Making RUGB

Written Oct 1, 2022

Updated Oct 3, 2025

Try it yourself! rugb.app

The context

It started when a friend showed me this video of Tom Lum guessing the RGB value of his friend’s nail color with astonishing accuracy. Now this, I thought, is a useless skill worth having. I searched the web for a site where I could practice guessing RGB values in a gamified way but didn’t find anything. So, as is always the case when a nerd can’t find the exact thing they want, I decided to make it.

Game design

Even with such a simple premise, it wasn’t immediately clear to me how the game mechanic should be framed from a game design perspective. At the time (the year of our Lord 2022), Wordle had been out for a year but was still the minimalist web game, so the “Wordle treatment” was very tempting. In that approach, the player would be shown a color and given N guesses to guess the exact RGB (or hex) values. Although very zeitgeist-y, I felt like the fun in guessing color codes was just getting good at being in the ballpark, not mechanically trial-and-error-ing to find the exact right values.

With that in mind, Geoguessr actually seemed like a better game design reference. Multiple rounds, each one randomly selected, one guess each, and a final cumulative score at the end.

From the start, having a smooth and enjoyable UX was a priority. Since the game has only one mechanic (i.e. input numbers and submit), I figured it should be done well. I went with a minimalist approach where the target color is shown in the background and the RGB input is the central element. I also added a few convenience features, like automatically tabbing to the next value input after typing a 3-digit number (since RGB values can’t exceed 255) and auto-selecting an invalid RGB value. On submission, the predicted color is shown directly above the target color to give the player crucial visual feedback.

A screenshot from RUGB where I guessed the wrong shade of purple

Finally, in Geoguessr-esque style, I added a summary page so the user could see how they performed across all ten rounds at a glance.

A screenshot from RUGB with the summary of the actual and predicted color from each round

The color theory rabbit hole

By far and away, the most intricate part of this project was settling on a fair scoring function. In Geoguessr, the primary metric is distance and an exponential curve is applied. The exponential has a nice effect: guessing 1 mile closer to the target matters much more when you’re, say, 5 miles from the target than it would if you were a thousand miles away.

The most obvious way to apply this to the color-guessing equivalent would be to treat the RGB values as a 3D space (imagine a cube with each axis representing red, green, and blue), so then the “distance” between a predicted and actual color would simply be the Euclidian distance between the two. Similarly to Geoguessr, I also applied an exponential to make accuracy more important the closer your guess is to the actual color.

distance = sqrt(
  (r_actual - r_pred)^2 +
  (g_actual - g_pred)^2 +
  (b_actual - b_pred)^2)

RECORD EXCERPTS:

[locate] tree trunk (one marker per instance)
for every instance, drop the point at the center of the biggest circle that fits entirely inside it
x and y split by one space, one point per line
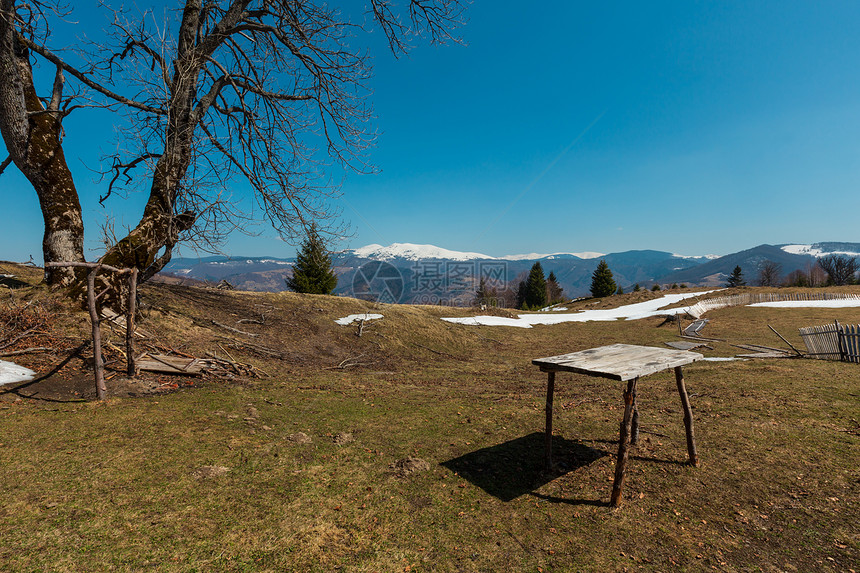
32 135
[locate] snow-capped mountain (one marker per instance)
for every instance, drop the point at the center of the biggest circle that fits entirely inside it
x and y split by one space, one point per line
431 274
824 249
413 252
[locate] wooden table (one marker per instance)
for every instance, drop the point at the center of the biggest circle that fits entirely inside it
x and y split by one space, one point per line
626 363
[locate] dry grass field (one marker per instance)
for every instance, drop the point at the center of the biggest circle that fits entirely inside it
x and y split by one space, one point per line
303 468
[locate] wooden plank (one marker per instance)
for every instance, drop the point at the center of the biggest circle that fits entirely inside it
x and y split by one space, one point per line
172 364
685 345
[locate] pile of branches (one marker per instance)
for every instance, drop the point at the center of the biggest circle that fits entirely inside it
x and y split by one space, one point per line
26 328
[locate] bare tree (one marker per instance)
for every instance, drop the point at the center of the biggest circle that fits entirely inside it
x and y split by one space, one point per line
269 91
840 269
32 132
769 273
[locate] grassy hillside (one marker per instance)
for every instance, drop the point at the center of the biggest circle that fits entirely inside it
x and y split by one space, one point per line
298 470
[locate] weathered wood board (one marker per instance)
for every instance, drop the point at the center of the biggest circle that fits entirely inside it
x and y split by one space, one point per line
173 364
684 345
618 361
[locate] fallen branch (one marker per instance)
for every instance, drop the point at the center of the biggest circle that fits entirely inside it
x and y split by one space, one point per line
26 351
231 329
350 362
438 352
15 339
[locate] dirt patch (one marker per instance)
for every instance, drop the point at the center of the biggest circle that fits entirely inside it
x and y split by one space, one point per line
208 472
408 466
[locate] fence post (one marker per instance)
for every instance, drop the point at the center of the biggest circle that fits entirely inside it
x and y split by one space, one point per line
131 367
841 342
98 362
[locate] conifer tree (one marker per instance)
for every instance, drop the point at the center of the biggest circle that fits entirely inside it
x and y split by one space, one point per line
602 283
736 278
521 294
535 295
553 289
485 295
312 272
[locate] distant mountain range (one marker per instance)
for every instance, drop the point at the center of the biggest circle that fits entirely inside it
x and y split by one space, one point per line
426 274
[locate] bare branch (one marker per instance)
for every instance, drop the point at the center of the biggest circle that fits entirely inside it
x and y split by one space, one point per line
48 55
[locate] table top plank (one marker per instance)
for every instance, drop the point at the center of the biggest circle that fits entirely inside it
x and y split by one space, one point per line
618 361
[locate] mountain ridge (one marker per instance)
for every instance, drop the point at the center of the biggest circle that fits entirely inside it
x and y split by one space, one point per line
434 275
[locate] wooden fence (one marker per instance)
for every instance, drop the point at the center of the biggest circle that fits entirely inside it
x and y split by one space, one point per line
703 306
832 342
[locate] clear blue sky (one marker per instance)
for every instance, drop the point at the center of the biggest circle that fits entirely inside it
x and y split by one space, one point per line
704 127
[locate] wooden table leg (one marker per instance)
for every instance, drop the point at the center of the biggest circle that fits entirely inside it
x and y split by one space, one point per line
688 417
623 443
550 389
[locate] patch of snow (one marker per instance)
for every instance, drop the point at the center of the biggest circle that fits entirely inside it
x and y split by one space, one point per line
836 303
814 251
802 250
347 320
628 312
709 257
414 252
534 256
11 373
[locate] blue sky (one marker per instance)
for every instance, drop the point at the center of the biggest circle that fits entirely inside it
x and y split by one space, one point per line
689 127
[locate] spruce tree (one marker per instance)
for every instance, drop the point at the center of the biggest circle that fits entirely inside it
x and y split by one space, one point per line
312 272
602 283
736 278
521 294
485 295
535 295
553 289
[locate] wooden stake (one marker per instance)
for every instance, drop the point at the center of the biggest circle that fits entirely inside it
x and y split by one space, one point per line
688 417
634 427
550 390
131 368
799 353
623 444
98 362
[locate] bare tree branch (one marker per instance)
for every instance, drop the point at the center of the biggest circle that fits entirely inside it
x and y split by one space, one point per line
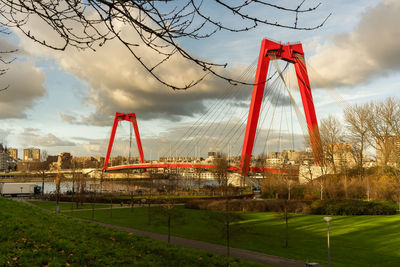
159 26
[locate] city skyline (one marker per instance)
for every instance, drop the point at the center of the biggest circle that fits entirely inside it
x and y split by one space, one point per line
66 102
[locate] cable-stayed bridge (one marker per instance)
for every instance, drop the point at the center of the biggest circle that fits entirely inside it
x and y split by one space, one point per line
274 96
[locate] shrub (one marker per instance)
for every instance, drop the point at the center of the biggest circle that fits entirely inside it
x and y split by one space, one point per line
351 207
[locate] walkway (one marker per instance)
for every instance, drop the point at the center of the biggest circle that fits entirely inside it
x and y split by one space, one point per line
195 244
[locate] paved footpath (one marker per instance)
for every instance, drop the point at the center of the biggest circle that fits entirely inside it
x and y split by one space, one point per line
219 249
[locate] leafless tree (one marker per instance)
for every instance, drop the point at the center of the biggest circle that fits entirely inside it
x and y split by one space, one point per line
357 123
161 26
331 133
220 171
356 118
380 129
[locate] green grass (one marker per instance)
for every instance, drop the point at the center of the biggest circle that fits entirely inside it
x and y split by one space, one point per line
355 240
66 206
164 196
30 236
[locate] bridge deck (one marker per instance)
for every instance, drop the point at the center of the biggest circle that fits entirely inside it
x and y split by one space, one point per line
199 166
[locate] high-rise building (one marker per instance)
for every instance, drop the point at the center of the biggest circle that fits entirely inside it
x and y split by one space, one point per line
31 154
13 152
3 158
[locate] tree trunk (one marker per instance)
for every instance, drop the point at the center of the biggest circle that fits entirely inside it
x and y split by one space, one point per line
287 229
169 227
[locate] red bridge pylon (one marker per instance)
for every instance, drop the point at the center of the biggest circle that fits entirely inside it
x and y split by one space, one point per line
292 53
124 117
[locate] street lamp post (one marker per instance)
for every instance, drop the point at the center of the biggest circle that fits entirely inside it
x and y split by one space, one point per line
328 219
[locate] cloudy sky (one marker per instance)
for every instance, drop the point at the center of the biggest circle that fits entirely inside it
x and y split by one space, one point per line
65 101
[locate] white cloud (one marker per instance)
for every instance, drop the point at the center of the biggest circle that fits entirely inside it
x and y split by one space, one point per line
370 51
25 85
117 82
34 137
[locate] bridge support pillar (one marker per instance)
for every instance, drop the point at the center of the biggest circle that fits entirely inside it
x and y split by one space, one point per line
292 53
123 117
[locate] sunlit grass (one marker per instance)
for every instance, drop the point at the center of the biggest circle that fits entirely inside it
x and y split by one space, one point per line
30 236
355 240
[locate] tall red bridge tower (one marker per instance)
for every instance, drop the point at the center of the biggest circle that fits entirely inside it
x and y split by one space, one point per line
124 117
292 53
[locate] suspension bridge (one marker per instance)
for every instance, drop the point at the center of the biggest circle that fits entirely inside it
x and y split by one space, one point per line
270 90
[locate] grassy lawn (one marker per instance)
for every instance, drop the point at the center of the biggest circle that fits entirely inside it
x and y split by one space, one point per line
65 206
355 240
32 237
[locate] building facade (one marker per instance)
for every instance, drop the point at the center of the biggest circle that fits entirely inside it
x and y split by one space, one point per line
13 152
31 154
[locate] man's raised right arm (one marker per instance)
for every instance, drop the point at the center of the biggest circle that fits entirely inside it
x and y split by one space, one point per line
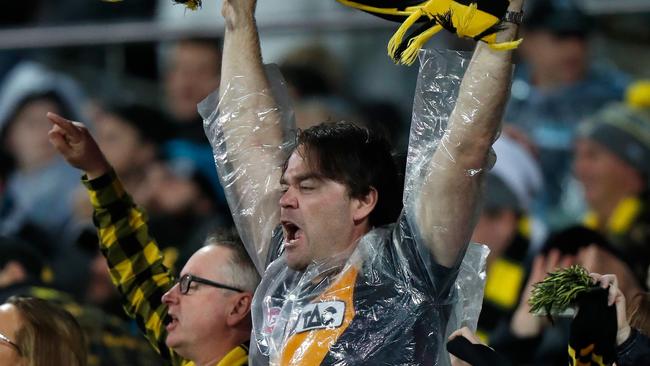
246 132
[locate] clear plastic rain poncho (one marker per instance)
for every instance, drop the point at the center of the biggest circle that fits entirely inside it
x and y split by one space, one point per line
389 302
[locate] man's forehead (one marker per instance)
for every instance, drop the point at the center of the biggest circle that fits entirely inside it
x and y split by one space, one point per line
207 261
300 167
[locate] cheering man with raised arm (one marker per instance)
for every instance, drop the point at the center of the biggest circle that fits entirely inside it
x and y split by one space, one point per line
349 276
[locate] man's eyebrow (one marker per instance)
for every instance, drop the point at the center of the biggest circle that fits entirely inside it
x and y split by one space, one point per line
302 177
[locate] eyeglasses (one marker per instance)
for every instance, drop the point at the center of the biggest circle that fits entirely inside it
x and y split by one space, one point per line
4 338
186 280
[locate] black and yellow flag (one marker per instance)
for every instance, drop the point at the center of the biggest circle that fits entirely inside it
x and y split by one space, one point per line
476 19
593 331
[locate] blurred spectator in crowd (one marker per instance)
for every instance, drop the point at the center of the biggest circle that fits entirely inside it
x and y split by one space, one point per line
612 163
37 332
630 343
40 188
131 136
505 227
192 70
555 86
204 318
527 339
183 208
109 340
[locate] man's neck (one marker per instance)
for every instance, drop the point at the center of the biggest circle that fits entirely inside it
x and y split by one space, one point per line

EXERCISES:
a) In the RUGB write-up, what happens after the player types a 3-digit number into a value input?
b) List every line of the entries that contains the string "plank". Case counts.

THE SOLUTIONS:
a) The game automatically tabs to the next value input.

b)
[locate] wooden plank (one marker per instance)
[locate] table top plank (one marker per instance)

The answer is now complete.